=== Supplied information ===
------

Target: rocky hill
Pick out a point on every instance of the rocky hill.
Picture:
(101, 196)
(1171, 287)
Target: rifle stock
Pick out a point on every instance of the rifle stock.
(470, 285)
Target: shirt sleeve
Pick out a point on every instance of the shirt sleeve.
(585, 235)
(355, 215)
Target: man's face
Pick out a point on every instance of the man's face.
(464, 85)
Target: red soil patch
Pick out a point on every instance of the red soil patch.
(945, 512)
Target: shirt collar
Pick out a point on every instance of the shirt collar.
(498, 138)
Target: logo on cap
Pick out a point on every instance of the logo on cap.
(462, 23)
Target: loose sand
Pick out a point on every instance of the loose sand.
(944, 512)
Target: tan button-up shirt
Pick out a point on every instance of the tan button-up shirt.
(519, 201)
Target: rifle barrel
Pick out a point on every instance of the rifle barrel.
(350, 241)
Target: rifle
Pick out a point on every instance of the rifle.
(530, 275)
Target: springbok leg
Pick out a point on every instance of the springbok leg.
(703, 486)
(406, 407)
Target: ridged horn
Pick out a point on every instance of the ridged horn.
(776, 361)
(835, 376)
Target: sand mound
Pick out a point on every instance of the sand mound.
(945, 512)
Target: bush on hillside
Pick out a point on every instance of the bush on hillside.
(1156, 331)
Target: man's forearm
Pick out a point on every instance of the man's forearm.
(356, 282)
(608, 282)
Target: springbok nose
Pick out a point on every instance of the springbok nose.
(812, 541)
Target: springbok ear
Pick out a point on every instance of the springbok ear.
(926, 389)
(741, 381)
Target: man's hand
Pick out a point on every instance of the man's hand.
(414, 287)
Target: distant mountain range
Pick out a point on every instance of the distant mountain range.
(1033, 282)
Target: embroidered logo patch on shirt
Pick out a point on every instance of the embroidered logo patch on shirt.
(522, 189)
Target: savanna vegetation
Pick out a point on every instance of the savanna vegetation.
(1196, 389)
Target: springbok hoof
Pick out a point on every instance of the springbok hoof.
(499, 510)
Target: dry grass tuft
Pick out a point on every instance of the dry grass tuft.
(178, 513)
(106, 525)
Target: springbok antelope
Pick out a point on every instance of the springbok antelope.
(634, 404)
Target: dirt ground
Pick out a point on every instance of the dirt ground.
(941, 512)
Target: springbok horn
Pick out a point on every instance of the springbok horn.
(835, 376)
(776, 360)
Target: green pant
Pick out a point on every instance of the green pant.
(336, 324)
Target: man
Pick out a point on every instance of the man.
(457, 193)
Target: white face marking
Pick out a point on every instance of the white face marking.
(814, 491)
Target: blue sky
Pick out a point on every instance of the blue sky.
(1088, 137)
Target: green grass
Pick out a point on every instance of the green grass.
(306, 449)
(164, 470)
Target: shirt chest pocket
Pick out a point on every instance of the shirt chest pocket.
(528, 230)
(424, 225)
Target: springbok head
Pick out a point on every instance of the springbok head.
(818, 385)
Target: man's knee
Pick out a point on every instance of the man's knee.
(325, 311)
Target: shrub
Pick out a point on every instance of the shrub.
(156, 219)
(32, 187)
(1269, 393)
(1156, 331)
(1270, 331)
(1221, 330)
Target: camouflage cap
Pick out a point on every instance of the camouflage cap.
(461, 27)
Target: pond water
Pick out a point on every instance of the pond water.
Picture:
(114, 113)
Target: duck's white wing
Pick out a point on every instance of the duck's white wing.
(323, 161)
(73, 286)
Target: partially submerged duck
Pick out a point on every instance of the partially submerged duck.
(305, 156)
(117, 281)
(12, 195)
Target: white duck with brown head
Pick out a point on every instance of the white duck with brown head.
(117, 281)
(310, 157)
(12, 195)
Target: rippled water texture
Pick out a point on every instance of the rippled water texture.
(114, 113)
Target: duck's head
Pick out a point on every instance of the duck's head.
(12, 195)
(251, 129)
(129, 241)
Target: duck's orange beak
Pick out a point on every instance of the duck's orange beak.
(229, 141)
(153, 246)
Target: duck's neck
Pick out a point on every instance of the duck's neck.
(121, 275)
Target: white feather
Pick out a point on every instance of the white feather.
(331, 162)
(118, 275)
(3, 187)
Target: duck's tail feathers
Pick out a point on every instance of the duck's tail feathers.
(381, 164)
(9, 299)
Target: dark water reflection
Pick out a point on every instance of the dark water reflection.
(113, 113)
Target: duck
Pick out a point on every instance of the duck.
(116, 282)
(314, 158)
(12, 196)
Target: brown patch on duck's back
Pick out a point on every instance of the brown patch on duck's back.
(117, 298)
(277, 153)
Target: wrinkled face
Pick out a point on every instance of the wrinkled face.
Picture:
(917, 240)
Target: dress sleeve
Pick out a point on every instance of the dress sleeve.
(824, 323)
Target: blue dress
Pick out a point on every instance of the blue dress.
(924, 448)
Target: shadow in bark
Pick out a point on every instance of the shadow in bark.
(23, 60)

------

=== What is required ===
Extract, exactly as they appear, the lines from the one containing "Target: brown patch on duck's back" through the final line.

=== Task response ===
Target: brown patch on duck's back
Pick out a point on every instance of the brown patch on duck's back.
(117, 298)
(277, 153)
Target: wrinkled face
Pick out a point on every instance of the wrinkled face.
Picture:
(917, 240)
Target: dress sleeve
Pick out a point on every instance of the dress sleeve.
(824, 323)
Target: blue dress
Pick out a point on every instance of the blue dress.
(924, 448)
Target: shadow in bark
Pick out a point on every instance of the shadow in bark.
(23, 60)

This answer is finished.